Object detection data:

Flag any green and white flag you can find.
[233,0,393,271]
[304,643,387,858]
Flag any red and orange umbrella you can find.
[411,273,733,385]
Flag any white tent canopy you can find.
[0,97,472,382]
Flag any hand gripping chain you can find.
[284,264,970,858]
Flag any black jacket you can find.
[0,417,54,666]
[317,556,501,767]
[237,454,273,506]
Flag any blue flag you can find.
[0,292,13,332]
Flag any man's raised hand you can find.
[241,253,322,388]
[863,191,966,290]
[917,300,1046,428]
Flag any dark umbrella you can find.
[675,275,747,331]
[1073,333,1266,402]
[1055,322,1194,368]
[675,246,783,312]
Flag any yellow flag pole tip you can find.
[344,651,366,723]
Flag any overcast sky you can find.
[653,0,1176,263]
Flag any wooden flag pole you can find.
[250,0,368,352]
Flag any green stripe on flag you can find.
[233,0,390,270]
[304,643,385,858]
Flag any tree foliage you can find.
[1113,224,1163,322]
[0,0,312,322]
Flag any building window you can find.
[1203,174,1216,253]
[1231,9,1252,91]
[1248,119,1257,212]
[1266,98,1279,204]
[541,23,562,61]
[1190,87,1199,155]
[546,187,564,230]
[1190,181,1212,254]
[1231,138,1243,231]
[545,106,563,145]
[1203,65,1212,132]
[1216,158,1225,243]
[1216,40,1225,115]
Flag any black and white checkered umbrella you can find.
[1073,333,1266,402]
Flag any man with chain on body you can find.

## Your goal:
Write out all of the entries above again, substituting "parasol" for each occurrence of "umbrella" and keeping everything else unchanged.

## The result:
Flag any green and white flag you can find.
[233,0,393,271]
[304,643,387,858]
Flag any red and orange parasol you can find.
[411,273,733,385]
Flag any white tent canopy you can find.
[0,97,472,382]
Flag any hand gripping chain you can find.
[284,264,970,858]
Flag any black jacket you can find.
[0,417,54,666]
[317,556,501,767]
[237,454,273,506]
Flag any blue flag you can find.
[0,292,13,332]
Flag any man's raised hand you can find.
[241,253,322,388]
[863,191,966,290]
[917,300,1046,428]
Flag any dark parasol you can find.
[675,275,747,331]
[1073,333,1266,402]
[1055,322,1194,368]
[675,246,783,312]
Flag any yellow flag pole tip you can find.
[344,651,366,723]
Flag any overcast sky you can find.
[653,0,1176,263]
Flag any wooden flag pole you can find.
[250,0,368,352]
Flag any green stripe on flag you can find.
[233,0,390,270]
[304,643,385,858]
Flag any tree foliage you can find.
[1113,224,1163,322]
[0,0,312,322]
Flag any building window you can find.
[1203,174,1216,253]
[1231,9,1252,91]
[1248,119,1257,212]
[1266,98,1279,204]
[541,23,562,61]
[1190,87,1199,155]
[546,187,564,230]
[1190,181,1212,254]
[1231,138,1243,231]
[545,106,563,145]
[1203,65,1212,132]
[1216,158,1225,243]
[1216,40,1225,115]
Flag any black and white checkered parasol you can find.
[1073,333,1266,402]
Flag any man with chain on body you can find.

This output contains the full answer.